Update the records below by replacing every occurrence of "Express each pin" with "Write each pin", and reproduce all the lines with everything else unchanged.
:::
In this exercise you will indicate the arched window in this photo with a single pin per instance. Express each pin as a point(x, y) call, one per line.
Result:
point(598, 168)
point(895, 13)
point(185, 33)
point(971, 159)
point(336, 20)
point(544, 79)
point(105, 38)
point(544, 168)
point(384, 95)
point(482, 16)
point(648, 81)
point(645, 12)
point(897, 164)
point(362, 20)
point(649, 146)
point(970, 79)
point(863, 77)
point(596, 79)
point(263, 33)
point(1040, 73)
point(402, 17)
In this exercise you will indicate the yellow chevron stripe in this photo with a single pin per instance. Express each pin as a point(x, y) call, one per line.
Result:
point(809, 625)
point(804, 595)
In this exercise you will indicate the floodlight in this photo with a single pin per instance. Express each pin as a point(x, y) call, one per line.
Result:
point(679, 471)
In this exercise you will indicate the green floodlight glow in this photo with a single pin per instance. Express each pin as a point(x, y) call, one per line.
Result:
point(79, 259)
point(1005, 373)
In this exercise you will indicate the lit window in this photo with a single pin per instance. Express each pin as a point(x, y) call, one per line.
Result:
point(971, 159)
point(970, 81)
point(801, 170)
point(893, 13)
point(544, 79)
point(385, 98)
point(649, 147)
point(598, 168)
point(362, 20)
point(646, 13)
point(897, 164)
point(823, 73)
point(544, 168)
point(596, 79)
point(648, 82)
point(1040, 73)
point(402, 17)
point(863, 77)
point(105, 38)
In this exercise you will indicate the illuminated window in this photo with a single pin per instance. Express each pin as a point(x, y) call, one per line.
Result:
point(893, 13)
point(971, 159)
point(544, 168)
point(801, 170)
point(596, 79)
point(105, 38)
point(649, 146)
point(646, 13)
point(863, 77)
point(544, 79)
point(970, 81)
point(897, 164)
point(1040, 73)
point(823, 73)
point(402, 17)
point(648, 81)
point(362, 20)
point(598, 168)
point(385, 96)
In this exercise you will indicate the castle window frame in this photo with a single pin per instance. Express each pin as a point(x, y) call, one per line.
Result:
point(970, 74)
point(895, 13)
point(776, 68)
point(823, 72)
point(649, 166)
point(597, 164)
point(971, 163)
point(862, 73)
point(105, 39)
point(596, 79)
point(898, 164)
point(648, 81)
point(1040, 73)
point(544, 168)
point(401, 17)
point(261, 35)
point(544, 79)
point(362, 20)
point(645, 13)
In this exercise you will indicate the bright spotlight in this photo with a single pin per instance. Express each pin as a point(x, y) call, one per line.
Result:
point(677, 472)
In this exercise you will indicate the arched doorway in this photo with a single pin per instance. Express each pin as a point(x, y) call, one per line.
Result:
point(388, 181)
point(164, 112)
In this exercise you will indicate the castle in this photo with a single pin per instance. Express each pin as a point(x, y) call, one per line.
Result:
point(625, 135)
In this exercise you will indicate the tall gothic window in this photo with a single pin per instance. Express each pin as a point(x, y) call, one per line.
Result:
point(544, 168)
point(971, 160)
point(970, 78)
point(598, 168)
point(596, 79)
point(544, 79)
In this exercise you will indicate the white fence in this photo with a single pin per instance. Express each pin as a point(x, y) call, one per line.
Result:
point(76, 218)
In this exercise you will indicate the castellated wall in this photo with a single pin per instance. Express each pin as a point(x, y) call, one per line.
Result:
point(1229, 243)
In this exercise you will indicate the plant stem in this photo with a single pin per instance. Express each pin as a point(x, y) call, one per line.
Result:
:::
__SOLUTION FOR THIS PROBLEM__:
In this exercise you will indicate the arched window in this photo with a single pin per instance. Write each pin as a point(x, y) call, one per line.
Result:
point(598, 168)
point(895, 13)
point(185, 33)
point(971, 159)
point(336, 20)
point(544, 79)
point(105, 38)
point(544, 168)
point(384, 95)
point(482, 16)
point(648, 81)
point(645, 12)
point(897, 164)
point(362, 20)
point(649, 146)
point(970, 79)
point(863, 77)
point(596, 79)
point(263, 33)
point(1040, 73)
point(402, 17)
In this exercise you will indicate the yellow chevron stripe in this photo with a single pin per instance. Write each pin as a point(x, y) call, one per line.
Result:
point(809, 625)
point(804, 595)
In this exercise you will indicate the floodlight in this photo with a single pin per instance. Write each pin as a point(x, y) call, one per line.
Result:
point(679, 471)
In this exercise you will indicate the green floodlight glow in this photo with a single pin per instance. Write each pin as a point(x, y) call, one per line.
Result:
point(79, 259)
point(1005, 373)
In this exercise you will indicate the lit window in this photo with a single pin per instance. Write each pin as a point(x, y) call, one per line.
Result:
point(971, 159)
point(970, 81)
point(801, 170)
point(893, 13)
point(544, 79)
point(385, 98)
point(649, 147)
point(598, 168)
point(362, 20)
point(646, 13)
point(897, 164)
point(823, 73)
point(544, 168)
point(596, 79)
point(648, 82)
point(1040, 73)
point(402, 17)
point(863, 77)
point(105, 38)
In this exercise you will indicate the illuminated window in this photo with a single pin per instance. Write each pin as a point(x, y) call, one per line.
Result:
point(893, 13)
point(971, 159)
point(544, 168)
point(801, 170)
point(596, 79)
point(105, 38)
point(649, 146)
point(646, 13)
point(863, 77)
point(544, 79)
point(970, 81)
point(897, 164)
point(1040, 73)
point(823, 73)
point(402, 17)
point(648, 81)
point(362, 20)
point(598, 168)
point(385, 96)
In this exercise you will indicate the castle window frame in this photo with a single pin per instance. Write each pin as a point(x, y) call, one per line.
Result:
point(970, 74)
point(895, 13)
point(776, 68)
point(823, 72)
point(649, 166)
point(597, 164)
point(971, 163)
point(862, 73)
point(105, 39)
point(596, 79)
point(898, 164)
point(648, 81)
point(1040, 73)
point(544, 168)
point(401, 17)
point(261, 35)
point(544, 79)
point(362, 20)
point(645, 13)
In this exercise you will indicate the bright spotlight in this photo with a single pin per instance. Write each pin as a point(x, y) call, one per line.
Result:
point(677, 472)
In this exercise you will indicate the arched doorway in this photo with a single pin per instance. Write each pin as a point(x, y) call, one per line.
Result:
point(388, 181)
point(164, 112)
In this exercise you will indicate the castle in this photo with a single pin per instance. Write each pin as a point(x, y) call, one per line.
Result:
point(625, 135)
In this exercise you will indicate the tall gothic window in this photo with a single pin per instance. Write each pin as a point(x, y) call, one per line.
Result:
point(544, 168)
point(971, 160)
point(970, 78)
point(598, 168)
point(596, 79)
point(544, 79)
In this exercise you will indicate the white fence in this photo with a single pin per instance. Write each pin as a point(x, y) call, one per line.
Result:
point(76, 218)
In this exercise you will indicate the castellated wall in this photo with a single pin per instance. Write each pin as a point(x, y) call, one per line.
Result:
point(1229, 243)
In this exercise you will indicate the plant stem in this photo with a single pin per instance. Write each pin as a point(x, y) call, one per line.
Result:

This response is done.